→ **掲載文**:
新版 究極の鍛錬』(ジョフ・コルヴァン 著、米田 隆 訳、サンマーク出版)は、ロングセラーとして知られる同名書籍の新版。

2010年に発売された原著は大きな話題を呼んだので、記憶に残っている方もいらっしゃるかもしれません。結果的には20カ国以上で翻訳され、長きにわたって読み継がれることになったのでした。

そこで明らかにされていたのは、「世界的な業績をあげている人々はどこが違うのか?」という問題についての回答。徹底的な調査を重ねていった著者は、天才と呼ばれる人たちが、共通する原則に基づいて鍛錬を行っていたことを明らかにしたのです。

ちなみに著者は「フォーチュン」誌上級編集長であり、アメリカでもっとも支持されるジャーナリストのひとりとして広く講演・評論活動を行っている人物です。

「できること、できないことは不可思議な天賦の才能の有無によって決まるのではない」ということを研究が示していた。

「天賦の才能など存在しない」ということを示唆する研究さえある。その代わり、研究者たちが「究極の鍛錬」と呼ぶ、よく練られた一連の訓練法が、私たち自身の達成レベルをほぼ左右していることが示された。成功への過程は本来我々が自分でコントロールできるのだ。(「はじめに」より)

しかし、著者には気になることもあるようです。多くの人が本書のメッセージを受け入れ活用しているにもかかわらず、いまだに「天賦の才能が大事だ」という信念や「自分には才能がない」という思い込みに縛られている人もいるということ。

よりよいパフォーマンスや偉大ささえも、選択的努力の賜物だということが研究を通じ圧倒的に証明されている。私たちがこれまで考えていた以上に高いパフォーマンスを実現する能力は「究極の訓練」を行う私たち自身の手に委ねられているのだ。(「はじめに」より)

こうした考え方に基づく本書の第7章「究極の訓練を日常に応用する」のなかから、きょうは「仕事上で訓練する」という項目に焦点を当ててみたいと思います。根底にあるのは、いかなる状況でも可能な“自分の能力をよくする活動”は「自主調整」だという考え方です。

仕事の前に「きょうのゴールを決める」

自主調整のスタートラインは「ゴール設定」。といっても大きな目標を設定しなければならないわけではなく、きょう行うべきことに関する「身近な目標の設定」が重要であるようです。

たとえば、受注し、決済して利益を出す、新しいプロジェクトの提案書を書き上げるといった目標だ。これに対しもっとも素晴らしい業績を上げる者は、結果ではなく、結果に至るプロセスを目標に置く

たとえば、単に注文をとるというのではなく、顧客が語っていないニーズを見極めることに焦点を当てて目標を設定する。(255〜256ページより)

(物体ポインティングのデータセット行)
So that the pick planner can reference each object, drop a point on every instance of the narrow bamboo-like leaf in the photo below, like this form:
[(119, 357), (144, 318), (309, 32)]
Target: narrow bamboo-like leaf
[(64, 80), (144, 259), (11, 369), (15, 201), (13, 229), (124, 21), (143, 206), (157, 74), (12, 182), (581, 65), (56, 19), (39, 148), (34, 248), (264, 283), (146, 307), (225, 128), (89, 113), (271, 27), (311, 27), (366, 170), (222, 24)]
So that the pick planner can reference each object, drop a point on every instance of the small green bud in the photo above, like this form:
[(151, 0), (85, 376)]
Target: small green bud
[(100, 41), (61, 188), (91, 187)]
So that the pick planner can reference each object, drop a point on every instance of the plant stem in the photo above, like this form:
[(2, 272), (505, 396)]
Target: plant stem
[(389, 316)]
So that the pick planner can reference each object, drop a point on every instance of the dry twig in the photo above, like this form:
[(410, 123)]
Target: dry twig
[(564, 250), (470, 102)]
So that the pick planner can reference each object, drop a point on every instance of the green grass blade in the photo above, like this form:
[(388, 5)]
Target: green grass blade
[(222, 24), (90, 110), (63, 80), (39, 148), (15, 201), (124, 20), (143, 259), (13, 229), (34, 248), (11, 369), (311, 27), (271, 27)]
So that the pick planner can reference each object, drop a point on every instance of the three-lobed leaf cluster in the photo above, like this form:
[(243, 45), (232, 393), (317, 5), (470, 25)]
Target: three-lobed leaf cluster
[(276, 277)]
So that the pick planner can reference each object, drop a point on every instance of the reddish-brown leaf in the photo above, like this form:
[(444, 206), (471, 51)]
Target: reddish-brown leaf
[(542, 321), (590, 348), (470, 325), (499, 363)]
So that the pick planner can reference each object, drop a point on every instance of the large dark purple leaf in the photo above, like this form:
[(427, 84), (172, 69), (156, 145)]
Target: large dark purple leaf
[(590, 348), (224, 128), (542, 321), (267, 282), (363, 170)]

→ **実行するタスク**:
(a) 『究極の鍛錬』新版を紹介する文章によると、2010年に発売された原著は何カ国以上で翻訳されましたか。
(b) 『究極の鍛錬』新版を紹介する文章の続きを、最後の文のあとから引き継いで書いてください。

→ **タスクの解答**:
(a) 20カ国以上です。

(b)
つまり重要なのは、特定した仕事をいくつかの要素に分け、いかにうまくできるようになれるかに焦点を絞ること

そしてゴールが設定されたら、次の事前準備は「その目標にいかにたどり着くか」計画を立てること。自分の行く先にどうたどり着くかを、曖昧ではなく正確にしっかりと考えるわけです。

なお、仕事の事前準備の段階で行う自主調整のなかでもっとも重要なのは、態度と信念だとも著者は述べています。

もっとも素晴らしい業績を上げる人たちは、研究者が自己有能感(自分はできるのだという感覚)と呼ぶ強い強烈な信念をもって望んでいるもの。そして同時に、努力は報われるという強い信念を持っているというのです。(255ページより)

仕事中に「メタ認知をする」

最高の結果を出す人は、自分自身のことを注意深く観察しているものなのだそう。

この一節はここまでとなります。